Each line below is to be written out in full, exactly as shown.

* * * * * * *

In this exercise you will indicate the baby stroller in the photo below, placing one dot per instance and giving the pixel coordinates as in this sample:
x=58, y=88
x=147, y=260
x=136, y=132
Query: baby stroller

* * * * * * *

EXERCISE ANSWER
In this exercise you will indicate the baby stroller in the photo below, placing one dot per instance and giving the pixel coordinates as in this sample:
x=58, y=88
x=147, y=260
x=136, y=132
Query: baby stroller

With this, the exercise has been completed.